### GOAL
Locate each line in the entries below that contains the string "marking" and copy those lines out. Case counts.

◆ ◆ ◆

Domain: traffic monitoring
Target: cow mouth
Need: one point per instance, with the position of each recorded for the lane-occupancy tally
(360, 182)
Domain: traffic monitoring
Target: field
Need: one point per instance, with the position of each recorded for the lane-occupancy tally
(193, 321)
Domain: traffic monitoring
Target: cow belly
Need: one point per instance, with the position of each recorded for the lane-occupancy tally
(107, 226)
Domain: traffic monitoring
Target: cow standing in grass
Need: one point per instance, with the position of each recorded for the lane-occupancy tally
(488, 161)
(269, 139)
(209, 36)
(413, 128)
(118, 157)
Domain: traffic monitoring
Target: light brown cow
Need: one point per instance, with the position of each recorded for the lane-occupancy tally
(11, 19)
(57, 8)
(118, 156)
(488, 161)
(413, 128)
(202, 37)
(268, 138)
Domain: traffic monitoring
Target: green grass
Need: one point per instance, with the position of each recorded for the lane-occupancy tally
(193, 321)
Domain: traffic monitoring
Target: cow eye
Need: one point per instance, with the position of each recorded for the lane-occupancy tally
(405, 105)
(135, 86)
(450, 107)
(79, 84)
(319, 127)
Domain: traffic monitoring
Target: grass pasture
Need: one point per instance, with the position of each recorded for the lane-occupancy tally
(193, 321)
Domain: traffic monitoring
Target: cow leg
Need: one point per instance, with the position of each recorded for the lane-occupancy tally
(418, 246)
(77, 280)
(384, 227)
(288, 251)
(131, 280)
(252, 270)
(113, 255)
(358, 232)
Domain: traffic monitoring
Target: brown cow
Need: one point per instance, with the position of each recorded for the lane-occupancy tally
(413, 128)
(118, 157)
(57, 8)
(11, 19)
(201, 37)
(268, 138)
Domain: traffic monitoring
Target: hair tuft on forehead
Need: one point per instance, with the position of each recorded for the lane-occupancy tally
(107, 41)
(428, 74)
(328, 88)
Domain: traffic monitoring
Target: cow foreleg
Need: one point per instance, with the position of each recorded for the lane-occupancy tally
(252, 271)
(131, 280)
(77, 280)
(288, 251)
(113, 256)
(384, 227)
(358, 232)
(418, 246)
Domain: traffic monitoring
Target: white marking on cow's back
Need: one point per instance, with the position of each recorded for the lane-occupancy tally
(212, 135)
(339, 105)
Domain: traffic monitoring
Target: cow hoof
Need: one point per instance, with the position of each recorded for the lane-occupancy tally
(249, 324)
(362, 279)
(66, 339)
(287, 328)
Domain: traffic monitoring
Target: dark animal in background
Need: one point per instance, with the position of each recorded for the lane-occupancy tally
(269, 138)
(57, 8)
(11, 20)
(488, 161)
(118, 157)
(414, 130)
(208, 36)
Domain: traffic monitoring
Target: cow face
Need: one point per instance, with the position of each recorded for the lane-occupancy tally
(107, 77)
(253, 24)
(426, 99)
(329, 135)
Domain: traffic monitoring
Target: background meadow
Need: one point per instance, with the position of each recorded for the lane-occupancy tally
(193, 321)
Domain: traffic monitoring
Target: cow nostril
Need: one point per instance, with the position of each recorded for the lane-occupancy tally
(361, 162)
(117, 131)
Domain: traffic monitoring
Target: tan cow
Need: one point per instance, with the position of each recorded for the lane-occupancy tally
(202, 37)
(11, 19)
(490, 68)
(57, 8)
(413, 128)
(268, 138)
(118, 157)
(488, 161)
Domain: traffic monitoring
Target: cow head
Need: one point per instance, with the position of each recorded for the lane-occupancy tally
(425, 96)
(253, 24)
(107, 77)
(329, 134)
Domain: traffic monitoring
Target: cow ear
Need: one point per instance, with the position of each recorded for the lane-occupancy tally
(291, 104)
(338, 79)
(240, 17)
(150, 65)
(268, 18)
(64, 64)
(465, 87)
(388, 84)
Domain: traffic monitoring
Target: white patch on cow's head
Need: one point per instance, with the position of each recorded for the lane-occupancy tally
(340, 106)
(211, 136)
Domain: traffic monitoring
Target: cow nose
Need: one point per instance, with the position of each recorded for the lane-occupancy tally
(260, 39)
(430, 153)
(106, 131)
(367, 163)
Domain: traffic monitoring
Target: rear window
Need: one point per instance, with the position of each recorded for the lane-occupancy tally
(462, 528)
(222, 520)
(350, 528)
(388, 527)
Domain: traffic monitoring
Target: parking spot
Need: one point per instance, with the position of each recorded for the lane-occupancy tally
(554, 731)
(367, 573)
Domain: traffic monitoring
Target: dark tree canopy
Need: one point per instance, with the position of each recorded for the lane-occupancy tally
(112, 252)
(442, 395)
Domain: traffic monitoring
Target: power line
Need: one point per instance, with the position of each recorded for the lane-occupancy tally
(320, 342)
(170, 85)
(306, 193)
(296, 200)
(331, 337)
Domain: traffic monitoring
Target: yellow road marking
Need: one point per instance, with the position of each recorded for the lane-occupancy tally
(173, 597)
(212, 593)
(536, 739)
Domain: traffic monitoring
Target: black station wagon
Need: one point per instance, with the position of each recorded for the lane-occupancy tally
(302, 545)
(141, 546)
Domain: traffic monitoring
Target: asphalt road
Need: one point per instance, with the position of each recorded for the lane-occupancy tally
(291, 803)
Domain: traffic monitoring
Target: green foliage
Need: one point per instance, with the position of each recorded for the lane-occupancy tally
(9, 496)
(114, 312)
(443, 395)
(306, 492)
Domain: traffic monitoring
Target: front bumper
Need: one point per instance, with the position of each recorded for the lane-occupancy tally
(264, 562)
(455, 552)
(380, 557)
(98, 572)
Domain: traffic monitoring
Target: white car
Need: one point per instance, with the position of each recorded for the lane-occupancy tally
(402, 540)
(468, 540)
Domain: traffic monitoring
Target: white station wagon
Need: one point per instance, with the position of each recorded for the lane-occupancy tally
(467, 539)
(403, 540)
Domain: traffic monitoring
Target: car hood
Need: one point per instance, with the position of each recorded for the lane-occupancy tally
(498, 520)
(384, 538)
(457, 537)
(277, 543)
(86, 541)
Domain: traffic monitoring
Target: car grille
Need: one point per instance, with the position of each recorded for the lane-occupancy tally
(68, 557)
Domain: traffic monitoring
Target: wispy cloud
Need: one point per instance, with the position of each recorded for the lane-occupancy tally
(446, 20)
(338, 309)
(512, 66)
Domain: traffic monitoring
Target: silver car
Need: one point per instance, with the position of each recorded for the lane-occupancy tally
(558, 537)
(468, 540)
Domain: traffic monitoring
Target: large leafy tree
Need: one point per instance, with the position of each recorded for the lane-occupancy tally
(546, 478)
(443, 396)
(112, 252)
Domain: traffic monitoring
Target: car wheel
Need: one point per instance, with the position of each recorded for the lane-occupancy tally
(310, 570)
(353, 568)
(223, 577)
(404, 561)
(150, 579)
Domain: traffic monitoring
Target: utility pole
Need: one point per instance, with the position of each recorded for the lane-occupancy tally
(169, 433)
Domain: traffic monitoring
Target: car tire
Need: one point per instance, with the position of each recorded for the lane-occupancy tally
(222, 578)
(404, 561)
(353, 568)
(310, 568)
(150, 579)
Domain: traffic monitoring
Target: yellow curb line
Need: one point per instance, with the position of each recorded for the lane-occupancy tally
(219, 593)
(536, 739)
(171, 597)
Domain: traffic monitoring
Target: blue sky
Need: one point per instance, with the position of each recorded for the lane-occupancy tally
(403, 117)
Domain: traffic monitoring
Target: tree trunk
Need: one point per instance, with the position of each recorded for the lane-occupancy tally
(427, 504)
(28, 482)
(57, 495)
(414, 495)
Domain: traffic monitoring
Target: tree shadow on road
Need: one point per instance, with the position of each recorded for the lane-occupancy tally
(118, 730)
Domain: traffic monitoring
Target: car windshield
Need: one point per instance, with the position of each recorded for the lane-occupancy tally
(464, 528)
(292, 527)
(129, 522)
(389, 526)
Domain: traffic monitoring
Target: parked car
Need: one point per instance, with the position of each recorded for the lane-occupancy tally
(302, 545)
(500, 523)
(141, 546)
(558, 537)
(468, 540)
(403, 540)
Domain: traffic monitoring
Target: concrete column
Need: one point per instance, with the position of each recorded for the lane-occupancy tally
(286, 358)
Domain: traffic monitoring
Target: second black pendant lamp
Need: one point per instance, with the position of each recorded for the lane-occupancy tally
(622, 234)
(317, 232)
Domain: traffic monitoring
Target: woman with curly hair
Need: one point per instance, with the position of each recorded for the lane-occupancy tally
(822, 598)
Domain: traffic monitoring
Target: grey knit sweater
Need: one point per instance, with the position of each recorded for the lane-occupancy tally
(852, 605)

◆ ◆ ◆

### THE REPLY
Target: white marking on cow's back
Target: yellow road marking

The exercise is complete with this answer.